## Problem
Using the string "with" as the key, pull each matching line out of the records below.

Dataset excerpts
----

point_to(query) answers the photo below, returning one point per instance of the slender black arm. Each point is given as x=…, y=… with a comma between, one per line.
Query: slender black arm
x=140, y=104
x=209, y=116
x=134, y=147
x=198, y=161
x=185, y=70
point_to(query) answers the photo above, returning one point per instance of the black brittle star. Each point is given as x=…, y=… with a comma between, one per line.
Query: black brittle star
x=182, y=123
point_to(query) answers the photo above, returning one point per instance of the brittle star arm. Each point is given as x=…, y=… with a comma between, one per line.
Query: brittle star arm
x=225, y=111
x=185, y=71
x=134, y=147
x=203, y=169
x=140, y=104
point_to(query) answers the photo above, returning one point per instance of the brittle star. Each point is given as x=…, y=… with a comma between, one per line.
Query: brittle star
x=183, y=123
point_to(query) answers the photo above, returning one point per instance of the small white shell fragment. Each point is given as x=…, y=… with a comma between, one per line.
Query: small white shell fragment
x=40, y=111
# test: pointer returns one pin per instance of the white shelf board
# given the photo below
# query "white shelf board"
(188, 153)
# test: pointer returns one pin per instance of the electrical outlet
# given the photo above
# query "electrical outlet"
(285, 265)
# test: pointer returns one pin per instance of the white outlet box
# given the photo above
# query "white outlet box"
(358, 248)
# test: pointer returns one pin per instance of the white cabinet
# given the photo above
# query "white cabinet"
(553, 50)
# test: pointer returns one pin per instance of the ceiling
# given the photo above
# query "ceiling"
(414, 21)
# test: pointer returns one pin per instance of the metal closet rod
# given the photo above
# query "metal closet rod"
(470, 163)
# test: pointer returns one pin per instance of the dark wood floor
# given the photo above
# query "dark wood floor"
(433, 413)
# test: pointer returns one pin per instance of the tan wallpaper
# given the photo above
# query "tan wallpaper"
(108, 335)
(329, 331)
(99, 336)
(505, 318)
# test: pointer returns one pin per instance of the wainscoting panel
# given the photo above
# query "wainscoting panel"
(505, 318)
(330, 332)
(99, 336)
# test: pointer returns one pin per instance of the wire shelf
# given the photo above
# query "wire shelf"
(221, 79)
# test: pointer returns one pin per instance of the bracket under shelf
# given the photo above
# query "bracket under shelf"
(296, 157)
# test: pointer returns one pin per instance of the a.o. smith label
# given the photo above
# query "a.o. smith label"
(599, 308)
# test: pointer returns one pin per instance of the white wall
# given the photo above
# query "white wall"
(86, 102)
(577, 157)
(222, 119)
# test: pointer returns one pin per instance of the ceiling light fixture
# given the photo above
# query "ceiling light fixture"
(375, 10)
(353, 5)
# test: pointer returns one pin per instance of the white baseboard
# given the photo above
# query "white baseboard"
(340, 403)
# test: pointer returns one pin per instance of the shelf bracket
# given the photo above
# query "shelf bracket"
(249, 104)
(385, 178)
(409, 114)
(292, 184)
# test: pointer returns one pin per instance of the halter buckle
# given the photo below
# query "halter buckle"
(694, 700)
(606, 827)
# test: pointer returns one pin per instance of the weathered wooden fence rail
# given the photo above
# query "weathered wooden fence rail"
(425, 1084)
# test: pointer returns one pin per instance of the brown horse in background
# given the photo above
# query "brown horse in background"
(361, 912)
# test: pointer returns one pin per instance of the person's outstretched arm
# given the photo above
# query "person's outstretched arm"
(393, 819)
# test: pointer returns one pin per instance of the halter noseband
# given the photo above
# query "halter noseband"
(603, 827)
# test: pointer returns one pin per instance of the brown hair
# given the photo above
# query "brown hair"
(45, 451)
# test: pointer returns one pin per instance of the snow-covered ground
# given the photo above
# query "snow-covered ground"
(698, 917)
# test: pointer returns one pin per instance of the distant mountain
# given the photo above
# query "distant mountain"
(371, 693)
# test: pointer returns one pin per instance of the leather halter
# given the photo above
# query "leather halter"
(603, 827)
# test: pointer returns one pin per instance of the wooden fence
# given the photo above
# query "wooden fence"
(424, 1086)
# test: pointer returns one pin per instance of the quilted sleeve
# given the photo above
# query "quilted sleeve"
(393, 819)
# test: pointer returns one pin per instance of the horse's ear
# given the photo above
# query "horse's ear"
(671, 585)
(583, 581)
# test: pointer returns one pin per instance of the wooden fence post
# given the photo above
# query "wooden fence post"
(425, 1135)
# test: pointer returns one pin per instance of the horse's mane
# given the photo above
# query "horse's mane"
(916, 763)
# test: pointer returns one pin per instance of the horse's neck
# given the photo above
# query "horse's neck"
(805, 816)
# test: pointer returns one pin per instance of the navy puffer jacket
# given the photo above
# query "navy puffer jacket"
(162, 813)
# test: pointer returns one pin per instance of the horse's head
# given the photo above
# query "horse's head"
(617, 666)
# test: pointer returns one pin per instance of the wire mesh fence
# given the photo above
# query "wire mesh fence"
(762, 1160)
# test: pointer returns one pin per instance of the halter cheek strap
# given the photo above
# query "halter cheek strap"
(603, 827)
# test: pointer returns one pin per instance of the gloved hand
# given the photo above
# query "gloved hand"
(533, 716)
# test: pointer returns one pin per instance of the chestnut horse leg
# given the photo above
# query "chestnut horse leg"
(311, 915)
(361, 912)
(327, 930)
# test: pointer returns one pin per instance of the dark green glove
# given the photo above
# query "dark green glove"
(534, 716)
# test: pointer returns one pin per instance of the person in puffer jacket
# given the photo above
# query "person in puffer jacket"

----

## Exercise result
point_to(query) answers the photo below, returning one point per instance of the slender black arm. Each point is given as x=…, y=… with a comma between, one per line.
point_to(query) answers the photo above, returning one point per instance of the black brittle star. Each point is given as x=…, y=… with a comma between, one per line.
point_to(query) answers the photo above, returning one point per instance of the brittle star arm. Each point is given as x=…, y=… with a comma between, one per line.
point_to(query) answers the photo above, returning one point per instance of the brittle star. Each point is given as x=…, y=… with a comma between, one per line.
point_to(query) answers the photo above, returning one point per instance of the small white shell fragment. Each point is given as x=…, y=… with a comma between, one per line.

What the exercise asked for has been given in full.